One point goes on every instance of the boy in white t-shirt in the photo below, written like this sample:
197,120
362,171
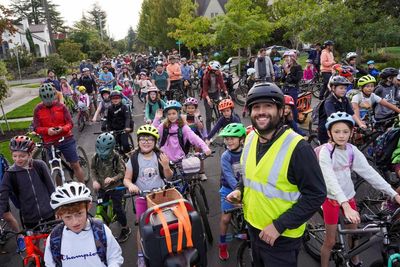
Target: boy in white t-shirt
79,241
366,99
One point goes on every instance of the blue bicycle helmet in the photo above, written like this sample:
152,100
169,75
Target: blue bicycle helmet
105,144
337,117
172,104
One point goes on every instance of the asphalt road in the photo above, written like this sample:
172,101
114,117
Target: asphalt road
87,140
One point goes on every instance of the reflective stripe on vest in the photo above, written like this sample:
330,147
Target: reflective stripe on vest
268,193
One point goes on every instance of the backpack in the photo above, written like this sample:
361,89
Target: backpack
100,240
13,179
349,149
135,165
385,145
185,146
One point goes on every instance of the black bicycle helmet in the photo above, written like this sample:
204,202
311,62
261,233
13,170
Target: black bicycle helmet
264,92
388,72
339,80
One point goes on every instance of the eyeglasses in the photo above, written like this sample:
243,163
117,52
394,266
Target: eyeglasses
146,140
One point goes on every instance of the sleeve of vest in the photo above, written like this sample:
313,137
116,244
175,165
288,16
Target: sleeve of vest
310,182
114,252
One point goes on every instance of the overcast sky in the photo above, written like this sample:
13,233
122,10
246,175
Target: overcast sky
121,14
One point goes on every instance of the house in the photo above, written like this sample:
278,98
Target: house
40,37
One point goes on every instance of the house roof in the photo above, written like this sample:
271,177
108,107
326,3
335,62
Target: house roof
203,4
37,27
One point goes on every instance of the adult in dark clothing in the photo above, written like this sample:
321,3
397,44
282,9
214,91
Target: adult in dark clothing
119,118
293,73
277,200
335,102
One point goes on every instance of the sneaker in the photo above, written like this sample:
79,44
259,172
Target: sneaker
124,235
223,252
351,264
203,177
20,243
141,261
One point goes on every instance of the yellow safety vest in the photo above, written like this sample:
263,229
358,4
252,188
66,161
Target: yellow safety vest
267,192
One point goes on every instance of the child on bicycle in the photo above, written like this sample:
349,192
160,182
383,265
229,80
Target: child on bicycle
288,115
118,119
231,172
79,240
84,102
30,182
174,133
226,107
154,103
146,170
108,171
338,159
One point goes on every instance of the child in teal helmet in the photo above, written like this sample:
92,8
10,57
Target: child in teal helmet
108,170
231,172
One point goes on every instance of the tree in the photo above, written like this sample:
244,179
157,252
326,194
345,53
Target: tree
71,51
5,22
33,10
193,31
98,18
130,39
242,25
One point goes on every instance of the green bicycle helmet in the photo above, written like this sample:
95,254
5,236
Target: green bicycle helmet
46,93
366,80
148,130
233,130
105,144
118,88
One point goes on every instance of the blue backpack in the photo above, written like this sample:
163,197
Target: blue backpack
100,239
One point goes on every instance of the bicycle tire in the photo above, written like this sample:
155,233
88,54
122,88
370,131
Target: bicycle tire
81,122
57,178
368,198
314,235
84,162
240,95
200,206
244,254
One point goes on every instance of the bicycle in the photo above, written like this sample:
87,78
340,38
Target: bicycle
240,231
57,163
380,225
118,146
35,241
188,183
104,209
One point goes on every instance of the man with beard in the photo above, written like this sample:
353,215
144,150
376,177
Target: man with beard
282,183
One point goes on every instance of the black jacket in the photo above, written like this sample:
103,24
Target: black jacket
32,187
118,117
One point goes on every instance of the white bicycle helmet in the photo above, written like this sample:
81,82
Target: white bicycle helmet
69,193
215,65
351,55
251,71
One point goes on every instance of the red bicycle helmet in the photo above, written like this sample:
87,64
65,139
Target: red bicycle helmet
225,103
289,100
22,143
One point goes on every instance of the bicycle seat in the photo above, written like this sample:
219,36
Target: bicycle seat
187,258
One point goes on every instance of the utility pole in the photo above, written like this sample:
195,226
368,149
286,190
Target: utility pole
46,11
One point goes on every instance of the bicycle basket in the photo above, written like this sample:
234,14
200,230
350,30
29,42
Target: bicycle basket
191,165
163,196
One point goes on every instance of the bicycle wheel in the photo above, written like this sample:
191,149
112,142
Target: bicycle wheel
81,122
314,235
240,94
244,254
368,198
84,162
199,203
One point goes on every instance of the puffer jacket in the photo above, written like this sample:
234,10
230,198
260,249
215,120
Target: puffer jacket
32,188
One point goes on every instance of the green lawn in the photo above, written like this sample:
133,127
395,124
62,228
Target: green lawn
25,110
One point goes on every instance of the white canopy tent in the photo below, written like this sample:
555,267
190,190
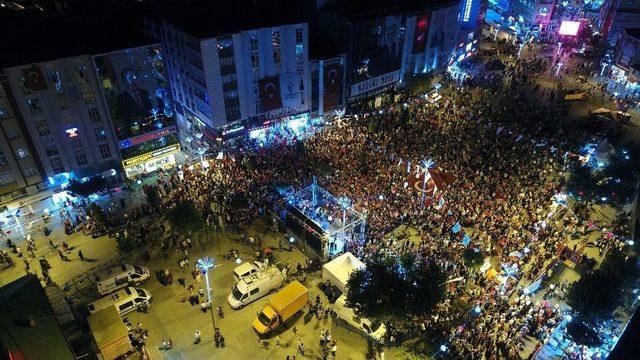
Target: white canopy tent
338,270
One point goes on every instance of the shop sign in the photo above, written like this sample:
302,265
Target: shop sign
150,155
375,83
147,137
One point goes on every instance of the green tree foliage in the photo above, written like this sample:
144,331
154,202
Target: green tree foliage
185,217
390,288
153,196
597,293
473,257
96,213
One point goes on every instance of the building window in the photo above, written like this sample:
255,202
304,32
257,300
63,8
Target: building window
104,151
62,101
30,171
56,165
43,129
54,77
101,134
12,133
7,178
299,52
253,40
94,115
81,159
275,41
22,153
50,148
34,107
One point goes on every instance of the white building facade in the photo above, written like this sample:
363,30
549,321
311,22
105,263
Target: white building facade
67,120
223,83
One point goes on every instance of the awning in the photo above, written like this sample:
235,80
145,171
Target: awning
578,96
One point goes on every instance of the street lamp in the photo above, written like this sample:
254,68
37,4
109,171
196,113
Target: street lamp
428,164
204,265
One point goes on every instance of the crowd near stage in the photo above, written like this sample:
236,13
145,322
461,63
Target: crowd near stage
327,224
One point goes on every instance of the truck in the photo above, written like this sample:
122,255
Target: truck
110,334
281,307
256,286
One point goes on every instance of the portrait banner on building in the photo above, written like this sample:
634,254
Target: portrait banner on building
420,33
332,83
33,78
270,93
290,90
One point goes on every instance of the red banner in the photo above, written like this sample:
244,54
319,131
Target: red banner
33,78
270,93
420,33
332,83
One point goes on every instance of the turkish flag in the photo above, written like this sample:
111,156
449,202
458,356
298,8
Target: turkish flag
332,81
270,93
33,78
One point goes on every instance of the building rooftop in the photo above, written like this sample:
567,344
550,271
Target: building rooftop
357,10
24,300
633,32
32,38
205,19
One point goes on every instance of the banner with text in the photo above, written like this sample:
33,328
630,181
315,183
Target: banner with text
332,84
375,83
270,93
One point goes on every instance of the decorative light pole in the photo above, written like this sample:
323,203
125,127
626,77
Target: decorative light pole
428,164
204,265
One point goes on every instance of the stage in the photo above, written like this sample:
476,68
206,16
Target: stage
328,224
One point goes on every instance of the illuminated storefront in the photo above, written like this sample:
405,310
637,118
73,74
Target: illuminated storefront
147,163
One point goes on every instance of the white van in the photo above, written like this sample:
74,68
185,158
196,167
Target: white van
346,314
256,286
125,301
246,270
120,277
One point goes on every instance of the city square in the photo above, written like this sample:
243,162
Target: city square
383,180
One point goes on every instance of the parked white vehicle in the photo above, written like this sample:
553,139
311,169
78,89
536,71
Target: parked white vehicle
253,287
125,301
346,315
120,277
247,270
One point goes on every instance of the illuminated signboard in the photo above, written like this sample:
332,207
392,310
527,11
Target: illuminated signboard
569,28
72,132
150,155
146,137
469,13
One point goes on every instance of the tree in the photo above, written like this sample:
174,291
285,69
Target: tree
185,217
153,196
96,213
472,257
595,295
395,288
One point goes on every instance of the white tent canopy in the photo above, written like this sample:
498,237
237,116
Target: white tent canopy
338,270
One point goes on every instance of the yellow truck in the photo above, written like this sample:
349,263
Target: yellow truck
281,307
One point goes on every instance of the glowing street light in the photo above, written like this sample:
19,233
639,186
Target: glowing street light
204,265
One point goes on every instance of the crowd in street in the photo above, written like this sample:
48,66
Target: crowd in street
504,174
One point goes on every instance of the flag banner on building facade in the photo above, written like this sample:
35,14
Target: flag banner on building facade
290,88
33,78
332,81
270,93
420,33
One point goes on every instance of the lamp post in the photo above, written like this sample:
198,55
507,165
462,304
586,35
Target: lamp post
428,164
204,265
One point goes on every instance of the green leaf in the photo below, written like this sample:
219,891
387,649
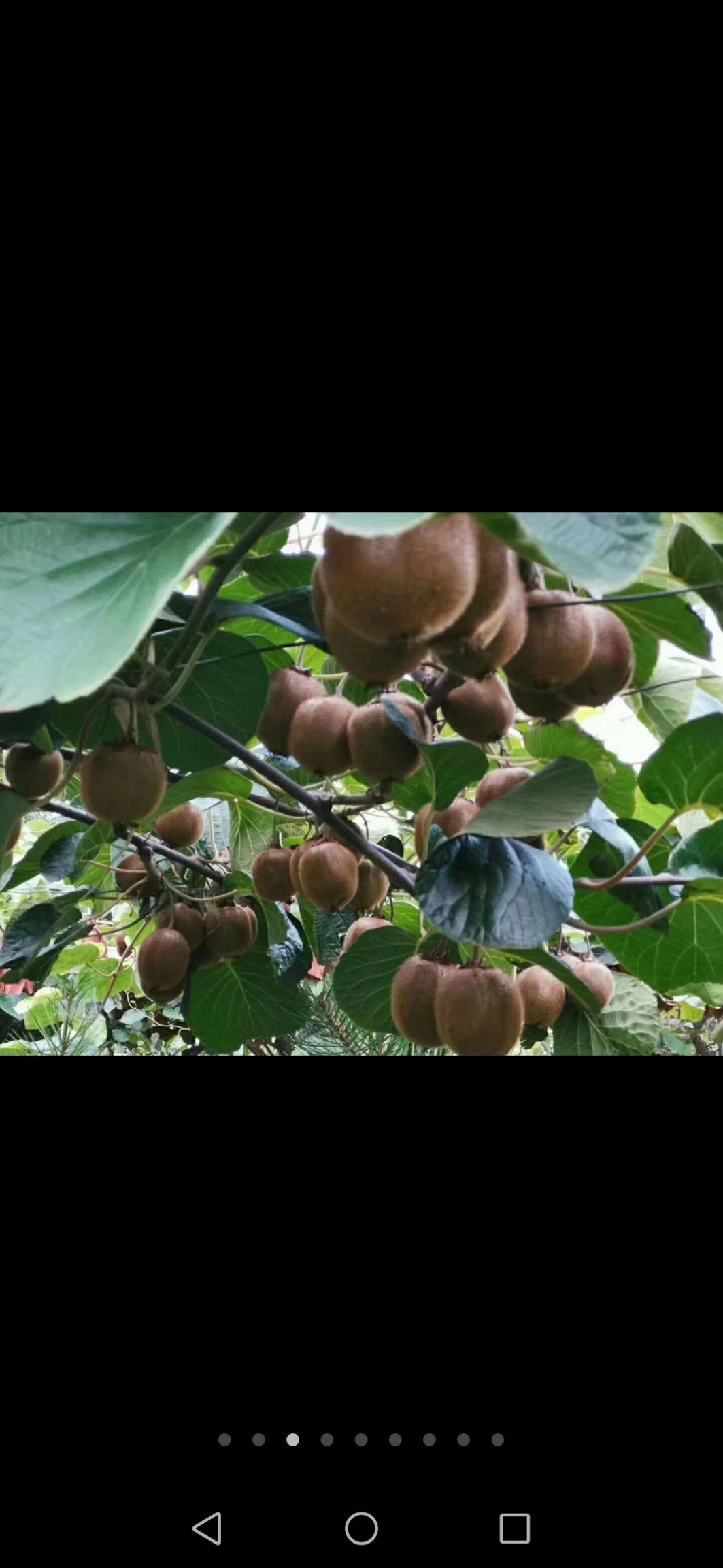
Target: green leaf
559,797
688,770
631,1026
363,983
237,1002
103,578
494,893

****

What you will do
From the records above, pick out and copy each line holding the word "below".

Task response
One point goes on every instance of the boy in white t-shirt in the photo below, written like this sample:
One point goes on every instance of the white canopy tent in the photo below, written like this sample:
One point goes on every instance of the green leaf in the photo below, written like this sample:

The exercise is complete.